WORK INSTRUCTIONS = Exactly as written, print out each entry in the data, with no pictures.

GIVEN RECORDS =

----------

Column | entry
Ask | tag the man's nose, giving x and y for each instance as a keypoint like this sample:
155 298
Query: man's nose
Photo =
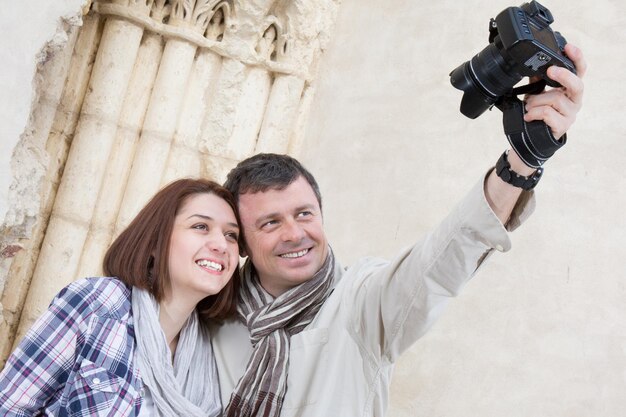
292 231
216 242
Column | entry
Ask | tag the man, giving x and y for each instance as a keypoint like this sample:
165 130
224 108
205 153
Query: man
315 340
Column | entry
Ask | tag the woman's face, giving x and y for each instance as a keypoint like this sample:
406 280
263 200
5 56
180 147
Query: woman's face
203 251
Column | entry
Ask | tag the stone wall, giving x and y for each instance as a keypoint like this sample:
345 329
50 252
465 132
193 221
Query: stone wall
143 92
541 330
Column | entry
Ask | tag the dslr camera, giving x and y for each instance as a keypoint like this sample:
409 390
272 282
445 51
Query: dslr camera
521 44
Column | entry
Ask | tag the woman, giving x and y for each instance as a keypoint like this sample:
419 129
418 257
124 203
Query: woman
137 344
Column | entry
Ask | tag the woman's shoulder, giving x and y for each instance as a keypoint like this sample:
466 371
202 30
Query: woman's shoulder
105 296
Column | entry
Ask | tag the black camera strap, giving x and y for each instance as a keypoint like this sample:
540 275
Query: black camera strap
532 141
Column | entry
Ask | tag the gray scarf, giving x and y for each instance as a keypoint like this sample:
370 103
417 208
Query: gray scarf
188 388
271 322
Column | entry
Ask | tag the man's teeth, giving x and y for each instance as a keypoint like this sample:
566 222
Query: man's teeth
295 254
209 264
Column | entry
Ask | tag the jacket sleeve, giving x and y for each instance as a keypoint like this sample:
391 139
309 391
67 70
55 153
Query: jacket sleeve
40 365
395 303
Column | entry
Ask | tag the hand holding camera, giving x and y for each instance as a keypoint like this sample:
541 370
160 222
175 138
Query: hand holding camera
523 44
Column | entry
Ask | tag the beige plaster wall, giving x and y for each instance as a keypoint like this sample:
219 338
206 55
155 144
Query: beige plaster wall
20 51
541 331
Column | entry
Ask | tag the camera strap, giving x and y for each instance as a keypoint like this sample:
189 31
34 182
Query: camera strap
532 141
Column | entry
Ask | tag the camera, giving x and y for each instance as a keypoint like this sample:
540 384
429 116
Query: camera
521 44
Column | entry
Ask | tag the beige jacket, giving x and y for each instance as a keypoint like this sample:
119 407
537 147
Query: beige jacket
341 364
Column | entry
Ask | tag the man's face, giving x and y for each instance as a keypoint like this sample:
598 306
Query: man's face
284 235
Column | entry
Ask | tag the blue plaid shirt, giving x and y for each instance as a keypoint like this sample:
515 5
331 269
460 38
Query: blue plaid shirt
77 359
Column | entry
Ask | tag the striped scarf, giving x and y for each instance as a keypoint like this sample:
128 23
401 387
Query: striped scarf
271 322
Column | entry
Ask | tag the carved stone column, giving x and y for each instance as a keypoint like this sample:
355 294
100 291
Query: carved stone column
177 88
84 171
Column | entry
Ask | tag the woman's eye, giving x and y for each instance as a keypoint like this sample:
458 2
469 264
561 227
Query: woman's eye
269 223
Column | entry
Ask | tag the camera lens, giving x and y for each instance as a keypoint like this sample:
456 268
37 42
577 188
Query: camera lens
483 79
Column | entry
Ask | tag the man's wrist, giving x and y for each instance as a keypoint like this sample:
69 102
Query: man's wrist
505 172
518 165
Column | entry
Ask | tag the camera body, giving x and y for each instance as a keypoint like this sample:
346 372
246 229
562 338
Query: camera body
522 44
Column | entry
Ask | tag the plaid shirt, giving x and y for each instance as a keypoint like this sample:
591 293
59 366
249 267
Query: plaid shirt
77 359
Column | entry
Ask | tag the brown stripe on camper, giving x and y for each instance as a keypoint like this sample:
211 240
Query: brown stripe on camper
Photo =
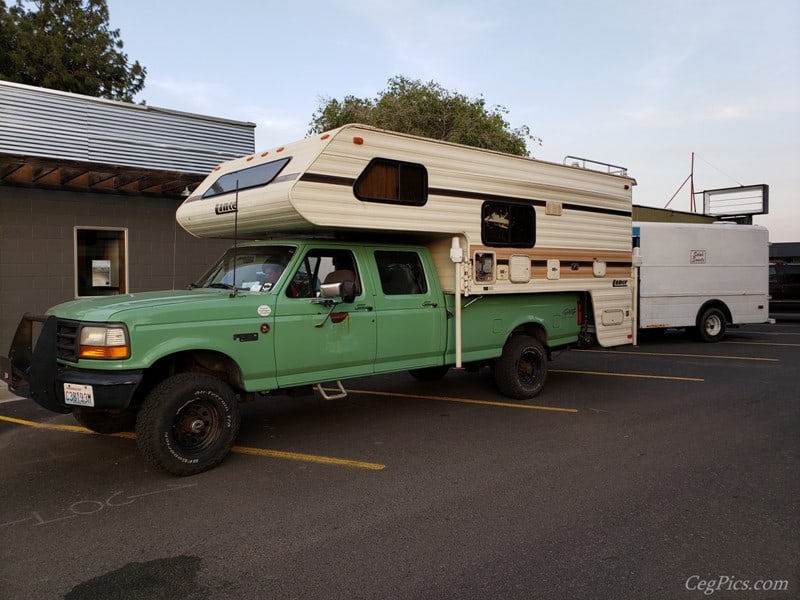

----------

EXERCISE OUTPUT =
Column | entry
Ask | tag the man's nose, giving x and y for each instance as a keypoint like this sample:
155 298
Query: man's nose
Photo =
292 231
216 242
Column | entry
Ask | tag the man, giving x and y for each instance as a keypoint like this sample:
165 130
224 108
205 153
Query: man
315 340
Column | entry
Ask | tag the woman's face, giving x and y for each instance as a keypoint like this sample:
406 280
263 200
5 56
180 147
Query: woman's face
203 251
Column | entry
Ask | tag the stone wall, giving x and y for each instance as a keypoint like this sample:
345 329
50 252
465 132
193 221
Query: stone wall
143 92
541 330
Column | entry
Ask | tag the dslr camera, giving x and y for each instance as a keypoint like this sample:
409 390
272 282
445 51
Query: dslr camera
521 44
Column | entry
Ask | tag the woman, giving x and y for each instance as a keypoint like this sample:
419 129
418 257
124 203
Query: woman
137 344
Column | entry
Ask | tag the woman's shoulder, giving x and y for each instance as a keypoint like this sample:
466 371
202 30
Query: woman's shoulder
105 296
Column | entry
Ask | tag the black camera strap, giving x and y for each instance as a keypoint like this sample:
540 275
Query: black camera strap
532 141
Column | entry
Ask | tag the gray scarf, giving x and y for each instance as a keypoint like this sample:
370 103
417 208
Query: gray scarf
188 388
271 322
Column | entry
Ask | tag the man's teeth, giving x and y for each instance as a keypoint like this sample:
566 222
Query: man's teeth
295 254
209 264
Column | entry
Ask | tag the jacket sleeve, giving x and y for each instance as a keypoint like this sample:
391 139
309 391
67 70
55 153
Query: jacket sleeve
40 365
395 303
Column | entry
Ask | tag the hand holding camera, giving x and y for each instance as a keypoint like this sample:
541 370
160 222
175 138
Query: hand holding camera
523 44
Column | entry
Ask | tag the beige plaster wall, giving x and y for each instance as a keypoint like this sample:
219 338
206 55
155 144
Query: beige plaster wall
20 51
541 331
Column | entry
Ask | tag the camera strap, giving x and y for each instance as a keypoint like this sample:
189 31
34 182
Query: camera strap
532 141
Column | entry
Ask | tag the camera, giving x and y for each instance as a keypoint like this sample:
540 384
429 116
Query: camera
521 44
Column | entry
Ask | tag the beige jacket, giving x and y for each instance as a keypoint like this sample:
119 407
537 147
Query: beige jacket
341 364
Column | entry
Ask | tag the man's face, giving x and y for each instance as a keypoint like this sample:
598 306
Query: man's face
284 235
Column | entry
Ask | tag the blue plaid shirt, giving x and y for each instance as a keypoint like this sample:
515 5
331 269
460 38
Query: blue plaid shirt
77 359
Column | entry
Ask | tag the striped scarf, giving x and y for each instance as a keypoint like this sample:
128 23
401 387
Query: striped scarf
271 322
Column | entry
Ask | tag the carved stone column, giving x and y for each instance as a keypoint like this sample:
355 294
100 291
Query: carved stone column
177 88
84 171
Column | entry
Ask | tag the woman's eye, giving x and y for each instance as a keypoint like this sample:
458 2
469 264
561 227
Query: woman's eye
269 223
Column | entry
Ask | tag the camera lens, giving x and y for each instance as a keypoint like this sample:
456 268
37 42
577 188
Query: camera lens
483 79
Column | entry
Ask | tag the man's wrist, giving x and y for each instance as a keypoint like this sample:
69 102
Query: man's wrist
505 172
518 165
Column | entry
Ask | tag the camera body, giving x and y for each instance as a keypoint like this sample:
346 372
246 229
562 338
Query: camera body
522 44
Column | entry
Ask | tag the plaid shirt, giving x and y for each instance as a keypoint like this sample:
591 293
59 366
249 267
Query: plaid shirt
77 359
Column | entry
Ask | tag the brown stripe on camper, giving x and y for each instance as a keypoint like this sample:
211 240
Query: brown stripe on camper
Photo =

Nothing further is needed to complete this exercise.